→ **Text block**
+ + + +
Deferred income tax assets or liabilities are computed based on the temporary differences between the financial statement and income tax bases of assets and liabilities using the statutory marginal income tax rate in effect for the years in which the differences are expected to reverse. Deferred income tax expenses or credits are based on the changes in the deferred income tax assets or liabilities from period to period. A valuation allowance against deferred tax assets is required if, based on the weight of available evidence, it is more likely than not that some portion or all of the deferred tax assets will not be realized. The valuation allowance should be sufficient to reduce the deferred tax asset to the amount that is more likely than not to be realized. 

 

Foreign Currency Translation

 

The functional currency for some foreign operations is the local currency. The reporting currency is the US Dollar. Assets and liabilities of foreign operations are translated at balance sheet date rates of exchange and income, expense and cash flow items are translated at the average exchange rate for the period. Translation adjustments in future periods will be recorded in Other Comprehensive Income (Loss). The translation loss for the year ended July 31, 2013, was $885 and the translation gain for the year ended July 31, 2012, was $1,235.

 

Comprehensive Loss

 

The Company reports comprehensive loss in accordance with the requirements of FASB ASC 220-10-15, “Comprehensive Income”, and (“ASC 220-10-15”). For the years ended July 31, 2013 and 2012, the difference between net loss and comprehensive loss was foreign currency translation.

 

Net Loss Per Common Share

 

Basic loss per common share is computed by dividing the net loss by the weighted average number of common shares outstanding during the specified period.  Diluted loss per common share is computed by dividing net loss by the weighted average number of common shares and potential common shares during the specified period. All potentially dilutive securities have been excluded from the computations for the year ending July 31, 2013, as their effect is anti-dilutive.
+ + + +
→ **What you will do**
1. In the accounting policy notes, what was the translation gain for the year ended July 31, 2012?
2. Carry on the accounting policy notes from the point where they stop.

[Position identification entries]
+ + + +
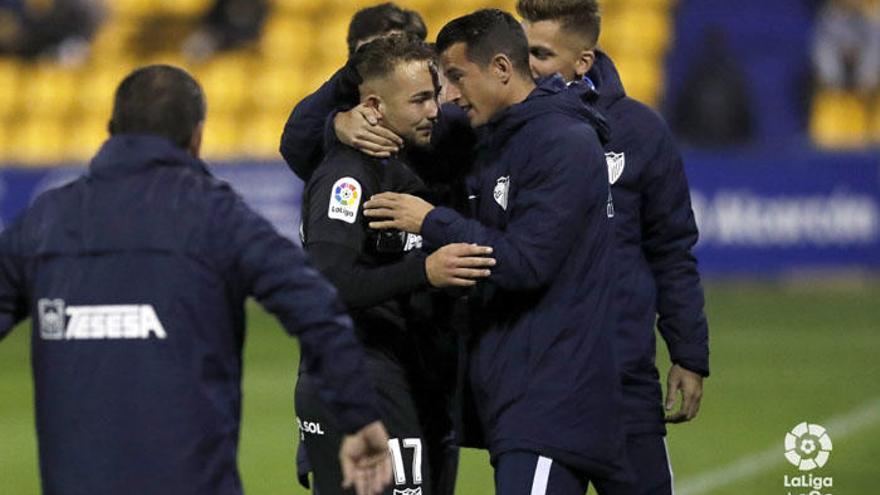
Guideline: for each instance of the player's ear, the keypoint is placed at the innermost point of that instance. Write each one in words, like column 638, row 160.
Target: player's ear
column 375, row 102
column 501, row 67
column 584, row 62
column 195, row 142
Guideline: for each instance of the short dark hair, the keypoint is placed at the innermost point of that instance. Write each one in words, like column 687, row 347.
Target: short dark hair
column 379, row 57
column 381, row 19
column 159, row 100
column 579, row 16
column 485, row 34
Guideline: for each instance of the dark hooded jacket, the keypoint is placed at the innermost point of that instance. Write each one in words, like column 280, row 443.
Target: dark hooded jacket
column 655, row 231
column 542, row 367
column 135, row 276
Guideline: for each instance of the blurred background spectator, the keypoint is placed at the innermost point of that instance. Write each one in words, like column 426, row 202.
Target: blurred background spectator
column 55, row 29
column 846, row 49
column 713, row 108
column 228, row 24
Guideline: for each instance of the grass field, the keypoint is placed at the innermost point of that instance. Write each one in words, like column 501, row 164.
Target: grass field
column 780, row 355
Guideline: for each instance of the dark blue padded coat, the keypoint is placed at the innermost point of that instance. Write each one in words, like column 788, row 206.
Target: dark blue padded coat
column 136, row 276
column 542, row 369
column 655, row 229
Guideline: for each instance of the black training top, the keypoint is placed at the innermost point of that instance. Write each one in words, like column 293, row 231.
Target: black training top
column 377, row 273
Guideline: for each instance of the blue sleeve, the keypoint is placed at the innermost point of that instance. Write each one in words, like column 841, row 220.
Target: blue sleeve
column 302, row 143
column 549, row 208
column 669, row 233
column 13, row 302
column 278, row 274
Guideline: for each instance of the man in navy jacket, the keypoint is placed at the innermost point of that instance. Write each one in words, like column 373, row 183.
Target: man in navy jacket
column 655, row 232
column 135, row 277
column 542, row 370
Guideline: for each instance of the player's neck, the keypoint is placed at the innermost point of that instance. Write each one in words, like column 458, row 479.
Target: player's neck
column 520, row 89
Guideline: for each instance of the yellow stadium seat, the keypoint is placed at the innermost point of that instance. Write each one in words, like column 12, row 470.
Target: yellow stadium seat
column 288, row 40
column 132, row 8
column 642, row 77
column 84, row 137
column 261, row 135
column 182, row 8
column 637, row 31
column 297, row 7
column 220, row 141
column 839, row 120
column 10, row 80
column 875, row 120
column 225, row 82
column 37, row 141
column 330, row 41
column 5, row 144
column 50, row 90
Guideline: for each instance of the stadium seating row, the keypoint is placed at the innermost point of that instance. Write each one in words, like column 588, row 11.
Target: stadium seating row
column 53, row 114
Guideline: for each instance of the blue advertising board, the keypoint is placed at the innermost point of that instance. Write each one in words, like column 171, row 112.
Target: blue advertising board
column 758, row 215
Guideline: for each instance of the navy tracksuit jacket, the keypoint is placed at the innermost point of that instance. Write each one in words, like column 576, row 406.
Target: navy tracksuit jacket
column 135, row 276
column 655, row 232
column 543, row 368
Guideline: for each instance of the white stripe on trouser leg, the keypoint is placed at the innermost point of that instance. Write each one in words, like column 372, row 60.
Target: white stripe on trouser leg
column 542, row 476
column 669, row 465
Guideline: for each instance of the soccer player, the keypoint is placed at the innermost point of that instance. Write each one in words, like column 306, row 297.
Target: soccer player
column 300, row 149
column 655, row 231
column 135, row 276
column 543, row 369
column 379, row 273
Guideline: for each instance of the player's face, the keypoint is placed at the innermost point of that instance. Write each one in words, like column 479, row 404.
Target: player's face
column 552, row 51
column 410, row 102
column 470, row 86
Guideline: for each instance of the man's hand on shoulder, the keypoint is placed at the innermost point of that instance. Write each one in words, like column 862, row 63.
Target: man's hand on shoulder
column 459, row 265
column 690, row 386
column 398, row 211
column 361, row 129
column 365, row 461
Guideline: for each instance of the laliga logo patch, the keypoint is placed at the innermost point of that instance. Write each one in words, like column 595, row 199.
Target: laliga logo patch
column 345, row 199
column 502, row 188
column 616, row 163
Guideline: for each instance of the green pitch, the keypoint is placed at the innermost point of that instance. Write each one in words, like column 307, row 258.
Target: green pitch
column 780, row 356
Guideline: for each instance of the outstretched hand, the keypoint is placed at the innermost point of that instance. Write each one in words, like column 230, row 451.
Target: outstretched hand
column 399, row 211
column 459, row 265
column 365, row 461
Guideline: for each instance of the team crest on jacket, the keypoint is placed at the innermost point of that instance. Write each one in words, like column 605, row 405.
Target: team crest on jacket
column 502, row 188
column 345, row 199
column 616, row 163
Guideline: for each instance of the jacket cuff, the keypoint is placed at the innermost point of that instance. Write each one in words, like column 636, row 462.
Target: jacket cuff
column 354, row 419
column 435, row 227
column 691, row 357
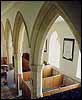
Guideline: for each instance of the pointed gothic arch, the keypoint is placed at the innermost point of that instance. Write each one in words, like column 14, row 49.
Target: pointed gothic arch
column 19, row 20
column 47, row 15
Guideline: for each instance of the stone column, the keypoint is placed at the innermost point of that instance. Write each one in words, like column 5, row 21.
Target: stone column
column 39, row 81
column 18, row 70
column 36, row 91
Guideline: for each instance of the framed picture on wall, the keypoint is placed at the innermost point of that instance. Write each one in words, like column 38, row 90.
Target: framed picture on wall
column 68, row 48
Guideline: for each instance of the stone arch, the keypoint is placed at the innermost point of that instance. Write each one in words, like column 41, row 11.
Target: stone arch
column 19, row 20
column 44, row 20
column 3, row 40
column 8, row 29
column 8, row 34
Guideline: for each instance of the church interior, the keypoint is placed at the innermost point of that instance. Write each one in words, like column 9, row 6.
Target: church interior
column 41, row 50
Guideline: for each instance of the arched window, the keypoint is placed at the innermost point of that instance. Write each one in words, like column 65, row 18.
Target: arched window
column 78, row 73
column 54, row 50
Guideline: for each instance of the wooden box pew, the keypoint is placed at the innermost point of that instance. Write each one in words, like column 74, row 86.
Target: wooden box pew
+ + + +
→ **Answers to the exercises**
1. $1,235

2.
Recently Issued Pronouncements

 

FASB has codified a single source of U.S. Generally Accepted Accounting Principles, the Accounting Standards Codification™. Unless needed to clarify a point to readers, we will refrain from citing specific section references when discussing application of accounting principles or addressing new or pending accounting rule changes. There are no recently issued accounting standards that are expected to have a material effect on our financial condition, results of operations or cash flows.

 

Note 3. Notes Receivable

 

As of July 31, 2012, the Company had a note receivable balance with CET of $708,602. On October 2, 2012 the Company sold its interest in the receivable to Frontline Asset Management (“Frontline”) for $0.10 on the dollar which reduced the Company’s debt with Frontline to $70,786. The entire note receivable had previously been reserved for in its entirety; therefore, we had a $70,786 credit in our bad debt expense which is included in the general and administrative expenses on the Company’s consolidated statement of operations for the year ending July 31, 2013.

 

During the year ending July 31, 2013, the Company advanced $0 and $0 was repaid by CET. During year ending July 31, 2012, the Company advanced CET $81,758 of which $22,984 was repaid in payments through a reimbursement for a leased employee and $112,500 through an assignment of debt to Frontline. As of July 31, 2013 and July 31, 2012, an allowance for doubtful accounts in the amount of $0 and $708,602, respectively was recorded against the note receivable, reducing the amount to $0.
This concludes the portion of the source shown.